PASSAGE ::
::::

Qwen3-1.77B-g023 (Full Precision)

Overview

This is an optimized variant of Qwen/Qwen3-1.7B created by duplicating layer 21 to produce a 29-layer model (up from the original 28). The optimal duplication point was found through 5 rounds of iterative testing across layers 9–25, evaluating factual accuracy, perplexity, repetition, and thinking mode functionality.

Using this model:

(https://github.com/g023/xinf)

(https://github.com/g023/turboquant)

Key Result

Metric	Baseline (28 layers)	This Model (29 layers)
Overall Score	85.9 / 100	93.6 / 100 (+7.7)
Factual Accuracy	7 / 9	9 / 9
Avg Perplexity	17.71	19.50
Thinking Mode	Working	Working
Non-Thinking Mode	Working	Working

Architecture

Parameter	Value
Layers	29 (28 original + 1 duplicated)
Hidden Size	2048
Intermediate Size	6144
Attention Heads	16 (query) / 8 (KV)
Head Dimension	128
Vocab Size	151,936
Max Position Embeddings	40,960
Total Parameters	~1.77B
Dtype	bfloat16
Tied Embeddings	Yes

Layer Mapping

Source Layer  →  Output Layer
0–20         →  0–20   (unchanged)
21           →  21, 22 (duplicated with noise std=0.001 + depth scaling)
22–27        →  23–28  (shifted +1)

Duplication Method

Noise injection: Gaussian noise (std=0.001) added to duplicate layer to break symmetry
Depth scaling: Factor of √(28/29) ≈ 0.983 applied to prevent activation explosion
Anchors preserved: First layer (0) and last layer (27→28) remain unmodified

Files

File	Size	Description
`model-00001-of-00001.safetensors`	3.3 GB	Model weights (bfloat16)

::::

CHALLENGES ::
1) Answer these from the model card:
(a) Which layer of the original model was duplicated?
(b) What hidden size does the model have?
(c) How large is the weights file?
2) Return everything in the model card from "Qwen3-1.77B-g023 (Full Precision)" down to "(https://github.com/g023/xinf)", copied word for word.

::::

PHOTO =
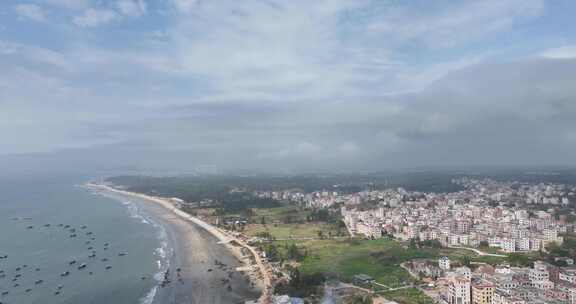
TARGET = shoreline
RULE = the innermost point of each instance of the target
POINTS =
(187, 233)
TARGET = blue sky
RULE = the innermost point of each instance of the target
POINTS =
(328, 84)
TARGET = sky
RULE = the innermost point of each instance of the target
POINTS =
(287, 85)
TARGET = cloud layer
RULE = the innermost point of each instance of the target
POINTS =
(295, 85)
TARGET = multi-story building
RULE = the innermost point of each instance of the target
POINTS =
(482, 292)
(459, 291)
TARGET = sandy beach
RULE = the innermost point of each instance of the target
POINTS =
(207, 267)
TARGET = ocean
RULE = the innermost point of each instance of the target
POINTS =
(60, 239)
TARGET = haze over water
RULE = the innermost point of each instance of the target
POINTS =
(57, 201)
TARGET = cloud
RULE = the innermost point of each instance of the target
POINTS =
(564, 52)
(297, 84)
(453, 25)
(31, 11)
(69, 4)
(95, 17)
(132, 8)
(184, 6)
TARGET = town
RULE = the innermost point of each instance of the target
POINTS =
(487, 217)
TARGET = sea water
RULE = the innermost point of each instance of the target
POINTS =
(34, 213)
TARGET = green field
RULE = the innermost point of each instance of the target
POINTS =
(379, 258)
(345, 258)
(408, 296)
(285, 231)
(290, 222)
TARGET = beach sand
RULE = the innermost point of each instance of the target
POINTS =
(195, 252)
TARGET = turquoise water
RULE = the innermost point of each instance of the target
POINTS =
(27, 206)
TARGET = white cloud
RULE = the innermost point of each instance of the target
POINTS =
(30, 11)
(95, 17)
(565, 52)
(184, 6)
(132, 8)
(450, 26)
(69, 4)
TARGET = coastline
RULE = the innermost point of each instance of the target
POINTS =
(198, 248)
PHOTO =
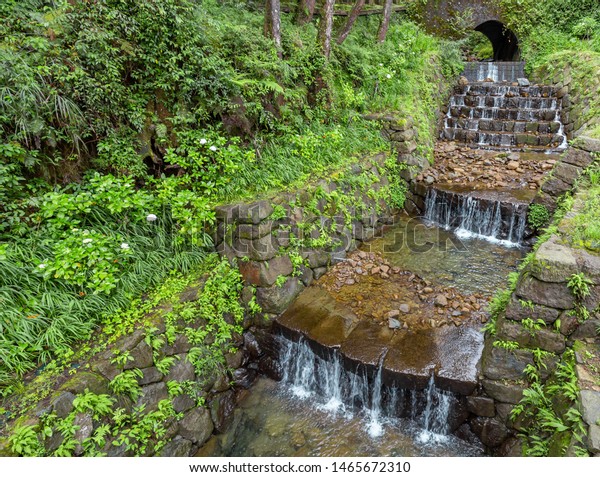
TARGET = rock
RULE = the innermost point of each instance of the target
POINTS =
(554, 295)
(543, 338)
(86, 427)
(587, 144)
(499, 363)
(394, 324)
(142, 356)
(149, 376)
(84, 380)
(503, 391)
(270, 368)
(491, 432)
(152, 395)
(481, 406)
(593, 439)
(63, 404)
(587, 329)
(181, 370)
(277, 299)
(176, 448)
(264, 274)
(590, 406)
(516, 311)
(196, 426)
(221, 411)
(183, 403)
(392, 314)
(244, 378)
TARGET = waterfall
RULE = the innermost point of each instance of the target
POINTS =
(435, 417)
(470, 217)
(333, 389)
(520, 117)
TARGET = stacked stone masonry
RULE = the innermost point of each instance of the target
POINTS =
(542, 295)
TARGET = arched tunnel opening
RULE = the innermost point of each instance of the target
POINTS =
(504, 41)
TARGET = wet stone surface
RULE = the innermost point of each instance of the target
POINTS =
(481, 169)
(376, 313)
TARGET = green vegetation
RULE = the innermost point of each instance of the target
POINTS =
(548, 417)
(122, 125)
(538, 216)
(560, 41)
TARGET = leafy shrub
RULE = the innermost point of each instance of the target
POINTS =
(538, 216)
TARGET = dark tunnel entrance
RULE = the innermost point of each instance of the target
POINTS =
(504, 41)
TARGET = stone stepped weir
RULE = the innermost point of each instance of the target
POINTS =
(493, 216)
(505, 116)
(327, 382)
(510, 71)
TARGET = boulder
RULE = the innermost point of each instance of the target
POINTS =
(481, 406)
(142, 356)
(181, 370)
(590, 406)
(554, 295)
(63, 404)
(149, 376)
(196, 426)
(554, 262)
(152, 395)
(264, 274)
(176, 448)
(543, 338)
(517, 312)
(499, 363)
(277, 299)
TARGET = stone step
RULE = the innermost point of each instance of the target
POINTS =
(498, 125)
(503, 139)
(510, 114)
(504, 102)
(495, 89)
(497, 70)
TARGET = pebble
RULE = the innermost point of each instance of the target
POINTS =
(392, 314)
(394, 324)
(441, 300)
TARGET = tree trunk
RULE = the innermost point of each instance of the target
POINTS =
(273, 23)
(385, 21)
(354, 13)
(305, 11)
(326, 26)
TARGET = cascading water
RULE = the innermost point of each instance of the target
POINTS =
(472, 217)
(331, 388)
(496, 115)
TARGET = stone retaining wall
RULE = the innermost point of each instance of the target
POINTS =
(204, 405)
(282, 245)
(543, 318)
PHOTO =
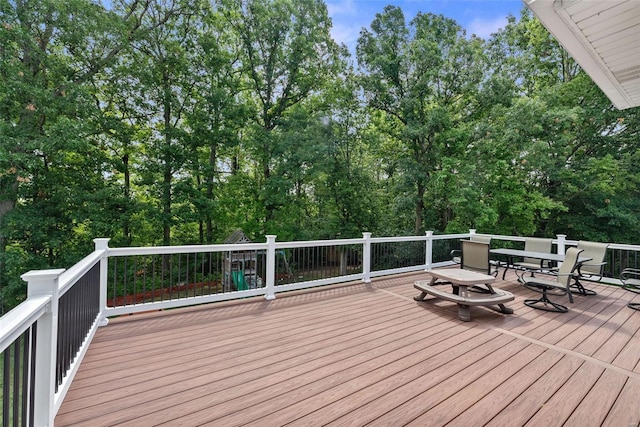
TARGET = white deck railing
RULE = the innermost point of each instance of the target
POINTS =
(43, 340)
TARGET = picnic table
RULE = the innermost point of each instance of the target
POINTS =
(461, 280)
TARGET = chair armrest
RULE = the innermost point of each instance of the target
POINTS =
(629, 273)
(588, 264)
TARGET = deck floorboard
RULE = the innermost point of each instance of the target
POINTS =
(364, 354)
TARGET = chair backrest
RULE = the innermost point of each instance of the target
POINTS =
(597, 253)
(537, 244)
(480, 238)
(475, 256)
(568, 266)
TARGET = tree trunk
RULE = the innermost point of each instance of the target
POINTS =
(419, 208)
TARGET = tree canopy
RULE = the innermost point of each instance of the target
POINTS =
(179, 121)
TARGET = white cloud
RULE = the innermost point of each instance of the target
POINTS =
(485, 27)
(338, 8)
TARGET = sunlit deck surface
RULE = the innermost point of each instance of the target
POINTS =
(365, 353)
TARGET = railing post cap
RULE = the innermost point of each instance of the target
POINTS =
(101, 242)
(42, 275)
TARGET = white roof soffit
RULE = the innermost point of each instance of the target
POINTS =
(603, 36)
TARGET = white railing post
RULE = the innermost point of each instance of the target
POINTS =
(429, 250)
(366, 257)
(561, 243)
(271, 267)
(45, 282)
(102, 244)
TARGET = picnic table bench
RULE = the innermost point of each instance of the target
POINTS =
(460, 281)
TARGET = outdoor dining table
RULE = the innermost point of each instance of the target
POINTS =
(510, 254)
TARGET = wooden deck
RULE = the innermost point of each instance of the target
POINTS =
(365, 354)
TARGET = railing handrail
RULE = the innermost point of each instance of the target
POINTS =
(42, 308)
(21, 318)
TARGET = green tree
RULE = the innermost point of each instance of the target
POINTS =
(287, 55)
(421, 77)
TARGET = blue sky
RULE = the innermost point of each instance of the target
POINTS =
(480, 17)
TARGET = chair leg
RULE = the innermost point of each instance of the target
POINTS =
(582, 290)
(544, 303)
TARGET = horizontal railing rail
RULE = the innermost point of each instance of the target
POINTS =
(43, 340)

::::

ANSWERS TO THE PROBLEMS ::
1)
(a) Layer 21
(b) 2048
(c) 3.3 GB

2)
Qwen3-1.77B-g023 (Full Precision)

Overview

This is an optimized variant of Qwen/Qwen3-1.7B created by duplicating layer 21 to produce a 29-layer model (up from the original 28). The optimal duplication point was found through 5 rounds of iterative testing across layers 9–25, evaluating factual accuracy, perplexity, repetition, and thinking mode functionality.

Using this model:

(https://github.com/g023/xinf)